Start Provided records
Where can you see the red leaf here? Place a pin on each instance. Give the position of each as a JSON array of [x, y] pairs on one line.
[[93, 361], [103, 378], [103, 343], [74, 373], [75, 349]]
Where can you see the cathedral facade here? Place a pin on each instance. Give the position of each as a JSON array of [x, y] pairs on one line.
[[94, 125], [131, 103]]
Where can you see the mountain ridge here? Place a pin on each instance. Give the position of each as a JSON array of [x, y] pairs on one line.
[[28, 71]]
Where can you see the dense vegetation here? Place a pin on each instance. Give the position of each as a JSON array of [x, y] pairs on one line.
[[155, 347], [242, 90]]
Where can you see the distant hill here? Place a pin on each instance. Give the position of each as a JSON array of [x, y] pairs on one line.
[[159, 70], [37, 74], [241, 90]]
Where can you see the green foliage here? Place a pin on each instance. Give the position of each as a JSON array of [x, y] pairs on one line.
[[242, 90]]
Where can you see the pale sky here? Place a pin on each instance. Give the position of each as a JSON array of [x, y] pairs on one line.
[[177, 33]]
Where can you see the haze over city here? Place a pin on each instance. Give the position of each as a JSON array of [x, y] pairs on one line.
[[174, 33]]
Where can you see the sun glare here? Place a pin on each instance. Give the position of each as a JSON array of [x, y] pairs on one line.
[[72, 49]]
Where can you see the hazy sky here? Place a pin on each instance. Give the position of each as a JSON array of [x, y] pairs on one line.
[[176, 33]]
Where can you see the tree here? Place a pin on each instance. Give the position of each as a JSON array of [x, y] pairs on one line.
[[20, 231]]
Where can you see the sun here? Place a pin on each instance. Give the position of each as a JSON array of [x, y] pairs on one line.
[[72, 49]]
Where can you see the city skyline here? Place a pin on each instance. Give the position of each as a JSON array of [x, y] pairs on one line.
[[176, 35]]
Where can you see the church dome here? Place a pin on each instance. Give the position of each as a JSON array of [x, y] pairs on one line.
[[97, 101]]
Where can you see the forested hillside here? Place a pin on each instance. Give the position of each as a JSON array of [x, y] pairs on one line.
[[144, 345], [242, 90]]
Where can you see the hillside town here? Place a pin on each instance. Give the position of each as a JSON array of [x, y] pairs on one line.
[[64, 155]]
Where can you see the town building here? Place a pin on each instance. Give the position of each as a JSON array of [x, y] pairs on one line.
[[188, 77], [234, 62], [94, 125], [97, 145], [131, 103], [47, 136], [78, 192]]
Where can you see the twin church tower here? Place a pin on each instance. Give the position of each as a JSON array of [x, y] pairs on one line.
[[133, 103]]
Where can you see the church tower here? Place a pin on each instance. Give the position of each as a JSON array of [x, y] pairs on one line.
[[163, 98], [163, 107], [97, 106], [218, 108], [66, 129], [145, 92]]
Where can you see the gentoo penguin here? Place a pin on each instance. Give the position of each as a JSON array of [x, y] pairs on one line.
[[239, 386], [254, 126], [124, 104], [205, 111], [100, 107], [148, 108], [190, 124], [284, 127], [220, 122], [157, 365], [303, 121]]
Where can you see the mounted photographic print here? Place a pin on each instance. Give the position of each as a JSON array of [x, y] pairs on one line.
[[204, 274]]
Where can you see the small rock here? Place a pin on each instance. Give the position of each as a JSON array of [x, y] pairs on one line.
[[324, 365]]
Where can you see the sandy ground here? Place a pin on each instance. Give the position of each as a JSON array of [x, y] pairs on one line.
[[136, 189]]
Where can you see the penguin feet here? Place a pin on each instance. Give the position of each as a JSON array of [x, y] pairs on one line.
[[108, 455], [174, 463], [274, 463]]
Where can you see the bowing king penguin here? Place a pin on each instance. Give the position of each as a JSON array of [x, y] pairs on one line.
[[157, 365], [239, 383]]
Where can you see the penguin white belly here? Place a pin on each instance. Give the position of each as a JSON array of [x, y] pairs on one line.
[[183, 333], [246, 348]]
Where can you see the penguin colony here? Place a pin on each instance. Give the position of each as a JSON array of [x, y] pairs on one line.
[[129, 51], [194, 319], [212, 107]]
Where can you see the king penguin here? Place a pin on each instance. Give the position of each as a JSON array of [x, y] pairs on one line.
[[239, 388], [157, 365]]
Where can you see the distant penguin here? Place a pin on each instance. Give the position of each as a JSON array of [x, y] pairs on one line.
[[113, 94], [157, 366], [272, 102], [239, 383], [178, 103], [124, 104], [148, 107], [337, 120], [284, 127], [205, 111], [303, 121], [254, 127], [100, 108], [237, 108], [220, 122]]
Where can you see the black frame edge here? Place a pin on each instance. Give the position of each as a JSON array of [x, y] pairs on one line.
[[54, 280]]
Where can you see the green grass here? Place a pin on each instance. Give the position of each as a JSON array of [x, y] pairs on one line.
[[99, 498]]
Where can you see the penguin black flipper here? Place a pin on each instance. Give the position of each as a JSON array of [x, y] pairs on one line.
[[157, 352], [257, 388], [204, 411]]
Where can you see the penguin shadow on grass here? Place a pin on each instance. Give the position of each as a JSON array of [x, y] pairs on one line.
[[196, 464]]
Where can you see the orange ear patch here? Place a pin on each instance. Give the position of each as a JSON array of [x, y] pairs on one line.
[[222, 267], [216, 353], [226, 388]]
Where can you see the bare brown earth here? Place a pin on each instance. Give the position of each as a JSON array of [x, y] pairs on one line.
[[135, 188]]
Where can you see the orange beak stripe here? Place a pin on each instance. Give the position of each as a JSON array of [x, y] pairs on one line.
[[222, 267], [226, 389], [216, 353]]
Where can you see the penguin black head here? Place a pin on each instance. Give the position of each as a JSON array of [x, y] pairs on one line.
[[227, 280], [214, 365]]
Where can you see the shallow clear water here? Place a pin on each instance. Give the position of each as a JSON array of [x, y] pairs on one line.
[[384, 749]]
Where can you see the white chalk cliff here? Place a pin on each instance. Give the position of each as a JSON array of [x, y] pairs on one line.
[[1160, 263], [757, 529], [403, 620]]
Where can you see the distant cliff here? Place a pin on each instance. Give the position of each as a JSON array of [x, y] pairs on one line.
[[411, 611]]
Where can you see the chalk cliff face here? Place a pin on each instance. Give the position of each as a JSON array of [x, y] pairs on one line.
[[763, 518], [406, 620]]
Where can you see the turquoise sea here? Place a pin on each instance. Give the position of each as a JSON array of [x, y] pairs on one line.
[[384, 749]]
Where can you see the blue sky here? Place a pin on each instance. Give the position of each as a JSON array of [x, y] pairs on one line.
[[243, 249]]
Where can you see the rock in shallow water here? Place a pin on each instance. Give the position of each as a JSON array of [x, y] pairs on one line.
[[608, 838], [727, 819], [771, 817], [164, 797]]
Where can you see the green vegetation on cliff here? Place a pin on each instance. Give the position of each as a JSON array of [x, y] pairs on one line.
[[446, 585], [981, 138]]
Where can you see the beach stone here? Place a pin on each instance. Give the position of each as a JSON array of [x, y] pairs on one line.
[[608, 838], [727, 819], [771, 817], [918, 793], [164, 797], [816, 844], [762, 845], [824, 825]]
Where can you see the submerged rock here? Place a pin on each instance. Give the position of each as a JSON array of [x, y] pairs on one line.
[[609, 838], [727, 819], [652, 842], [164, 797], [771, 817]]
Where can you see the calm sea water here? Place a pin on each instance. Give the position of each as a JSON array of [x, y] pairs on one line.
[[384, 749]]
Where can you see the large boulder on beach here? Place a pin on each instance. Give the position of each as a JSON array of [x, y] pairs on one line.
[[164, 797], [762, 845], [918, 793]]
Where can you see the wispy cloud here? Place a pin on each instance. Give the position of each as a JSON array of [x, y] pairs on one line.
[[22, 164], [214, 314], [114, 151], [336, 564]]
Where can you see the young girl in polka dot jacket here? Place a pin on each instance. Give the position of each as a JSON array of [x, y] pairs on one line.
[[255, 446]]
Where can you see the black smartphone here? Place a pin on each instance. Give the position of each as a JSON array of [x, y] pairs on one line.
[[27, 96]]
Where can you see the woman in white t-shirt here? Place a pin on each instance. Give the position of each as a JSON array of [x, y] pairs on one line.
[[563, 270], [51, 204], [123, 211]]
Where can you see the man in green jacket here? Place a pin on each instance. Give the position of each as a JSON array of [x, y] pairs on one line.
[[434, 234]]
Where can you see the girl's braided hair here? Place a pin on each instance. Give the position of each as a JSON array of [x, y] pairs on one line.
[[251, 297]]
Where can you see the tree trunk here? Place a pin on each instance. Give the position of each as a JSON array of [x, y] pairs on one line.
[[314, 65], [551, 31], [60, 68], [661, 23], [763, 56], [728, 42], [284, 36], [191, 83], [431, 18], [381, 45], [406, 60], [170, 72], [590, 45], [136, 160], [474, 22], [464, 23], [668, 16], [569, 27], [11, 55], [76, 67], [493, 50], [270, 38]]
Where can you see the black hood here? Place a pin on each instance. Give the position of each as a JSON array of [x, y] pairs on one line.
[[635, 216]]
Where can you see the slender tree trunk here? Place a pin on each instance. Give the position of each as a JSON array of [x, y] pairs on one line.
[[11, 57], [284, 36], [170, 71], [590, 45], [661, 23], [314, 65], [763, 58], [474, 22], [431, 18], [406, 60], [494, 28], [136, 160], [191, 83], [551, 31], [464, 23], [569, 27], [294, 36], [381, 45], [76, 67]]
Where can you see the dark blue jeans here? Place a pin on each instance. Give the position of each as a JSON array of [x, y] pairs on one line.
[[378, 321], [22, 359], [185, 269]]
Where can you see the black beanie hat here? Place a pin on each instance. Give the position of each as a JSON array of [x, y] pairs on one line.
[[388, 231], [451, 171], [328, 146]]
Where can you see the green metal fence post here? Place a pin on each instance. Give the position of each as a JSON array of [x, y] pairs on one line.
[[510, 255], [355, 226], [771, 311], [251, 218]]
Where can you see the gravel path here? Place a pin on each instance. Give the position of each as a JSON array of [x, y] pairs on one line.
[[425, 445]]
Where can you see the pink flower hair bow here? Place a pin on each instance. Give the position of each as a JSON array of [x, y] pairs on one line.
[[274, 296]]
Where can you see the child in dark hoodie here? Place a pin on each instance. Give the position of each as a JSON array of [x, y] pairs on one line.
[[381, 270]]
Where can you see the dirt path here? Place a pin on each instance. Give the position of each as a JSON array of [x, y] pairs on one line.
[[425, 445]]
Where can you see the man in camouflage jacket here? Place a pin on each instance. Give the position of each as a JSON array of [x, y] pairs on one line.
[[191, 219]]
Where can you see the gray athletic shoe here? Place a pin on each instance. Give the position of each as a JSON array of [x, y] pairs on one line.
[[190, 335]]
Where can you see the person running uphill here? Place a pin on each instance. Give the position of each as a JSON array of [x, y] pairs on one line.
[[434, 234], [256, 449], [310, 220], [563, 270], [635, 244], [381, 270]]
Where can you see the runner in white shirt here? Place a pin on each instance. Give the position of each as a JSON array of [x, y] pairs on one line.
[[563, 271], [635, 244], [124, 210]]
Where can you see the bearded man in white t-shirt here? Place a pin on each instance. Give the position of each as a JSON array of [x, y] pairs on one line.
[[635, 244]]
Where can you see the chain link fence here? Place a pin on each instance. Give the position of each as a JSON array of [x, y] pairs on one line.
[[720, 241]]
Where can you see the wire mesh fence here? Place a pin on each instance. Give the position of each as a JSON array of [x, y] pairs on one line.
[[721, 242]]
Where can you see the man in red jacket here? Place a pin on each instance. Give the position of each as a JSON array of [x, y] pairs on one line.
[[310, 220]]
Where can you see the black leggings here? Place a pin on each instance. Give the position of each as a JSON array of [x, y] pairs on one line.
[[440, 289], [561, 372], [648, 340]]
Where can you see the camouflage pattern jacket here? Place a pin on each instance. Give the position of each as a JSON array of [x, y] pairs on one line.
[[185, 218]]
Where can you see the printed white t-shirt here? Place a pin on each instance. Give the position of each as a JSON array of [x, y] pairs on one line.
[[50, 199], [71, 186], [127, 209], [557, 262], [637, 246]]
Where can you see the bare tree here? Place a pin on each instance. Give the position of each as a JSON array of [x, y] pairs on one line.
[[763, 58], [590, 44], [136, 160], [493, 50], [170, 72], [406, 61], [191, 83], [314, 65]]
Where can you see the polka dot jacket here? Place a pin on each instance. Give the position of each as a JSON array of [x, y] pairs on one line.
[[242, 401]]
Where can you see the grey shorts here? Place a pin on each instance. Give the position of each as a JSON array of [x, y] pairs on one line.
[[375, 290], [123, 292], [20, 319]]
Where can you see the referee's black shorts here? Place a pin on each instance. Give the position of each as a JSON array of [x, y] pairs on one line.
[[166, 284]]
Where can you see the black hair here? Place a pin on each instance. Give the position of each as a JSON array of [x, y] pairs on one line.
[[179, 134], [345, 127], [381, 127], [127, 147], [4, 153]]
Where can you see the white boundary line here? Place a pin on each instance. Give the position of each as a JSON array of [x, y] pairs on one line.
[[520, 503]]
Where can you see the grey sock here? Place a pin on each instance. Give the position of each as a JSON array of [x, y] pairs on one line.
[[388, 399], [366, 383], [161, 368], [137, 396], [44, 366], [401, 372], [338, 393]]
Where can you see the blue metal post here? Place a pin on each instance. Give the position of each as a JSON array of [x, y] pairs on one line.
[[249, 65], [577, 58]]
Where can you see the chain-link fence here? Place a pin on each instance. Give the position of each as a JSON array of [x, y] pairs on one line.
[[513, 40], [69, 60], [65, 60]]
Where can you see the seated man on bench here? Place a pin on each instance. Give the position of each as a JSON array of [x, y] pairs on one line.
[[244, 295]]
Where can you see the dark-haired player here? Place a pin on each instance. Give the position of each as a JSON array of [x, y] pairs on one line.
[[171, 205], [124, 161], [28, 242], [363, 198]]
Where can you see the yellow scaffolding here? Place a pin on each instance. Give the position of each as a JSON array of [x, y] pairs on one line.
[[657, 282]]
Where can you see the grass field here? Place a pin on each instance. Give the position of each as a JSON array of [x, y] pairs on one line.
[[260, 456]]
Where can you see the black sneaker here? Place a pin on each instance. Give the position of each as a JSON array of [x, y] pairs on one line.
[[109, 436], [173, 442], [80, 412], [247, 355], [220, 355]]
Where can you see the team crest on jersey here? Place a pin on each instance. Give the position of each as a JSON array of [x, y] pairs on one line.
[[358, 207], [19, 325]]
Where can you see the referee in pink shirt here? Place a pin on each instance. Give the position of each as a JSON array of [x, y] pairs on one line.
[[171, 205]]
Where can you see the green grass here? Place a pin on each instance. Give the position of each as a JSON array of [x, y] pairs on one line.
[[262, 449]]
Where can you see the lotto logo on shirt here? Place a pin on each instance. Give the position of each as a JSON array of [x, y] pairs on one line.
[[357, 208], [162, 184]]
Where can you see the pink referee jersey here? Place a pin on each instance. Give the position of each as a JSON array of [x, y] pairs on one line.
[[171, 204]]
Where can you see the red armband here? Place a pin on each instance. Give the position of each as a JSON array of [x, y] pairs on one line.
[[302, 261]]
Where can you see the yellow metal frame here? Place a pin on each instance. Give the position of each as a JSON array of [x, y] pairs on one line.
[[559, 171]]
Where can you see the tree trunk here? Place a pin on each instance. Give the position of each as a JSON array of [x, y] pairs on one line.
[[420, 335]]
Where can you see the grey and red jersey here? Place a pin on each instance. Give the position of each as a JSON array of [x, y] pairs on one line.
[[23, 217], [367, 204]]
End Provided records
> What you should do: Repeat, word for word, the rows above from the line containing "Where can you see the woman" through the line containing "50], [270, 38]]", including both of those lines.

> Output of the exercise:
Where can you see the woman in white t-shirt here? Place a pin on each instance. Give the position of each as a JSON array of [x, y] pairs on one line.
[[563, 270], [51, 204], [123, 211]]
Where can you see the man in green jacket here? Place a pin on each instance. Give the position of each as a JSON array of [x, y] pairs on one line.
[[434, 234]]
Where can you see the girl's braided hair here? Place a pin on each instance. Give the position of each as a JSON array of [x, y] pairs on one line.
[[251, 297]]
Where can you see the tree trunk here? Place a pin on each instance. Give the position of each as a JSON array of [x, y] pairs on one line.
[[314, 65], [551, 31], [60, 68], [661, 23], [763, 56], [728, 42], [284, 36], [191, 83], [431, 18], [381, 45], [406, 60], [170, 72], [590, 45], [136, 160], [474, 22], [464, 23], [668, 16], [569, 27], [11, 55], [76, 67], [493, 50], [270, 38]]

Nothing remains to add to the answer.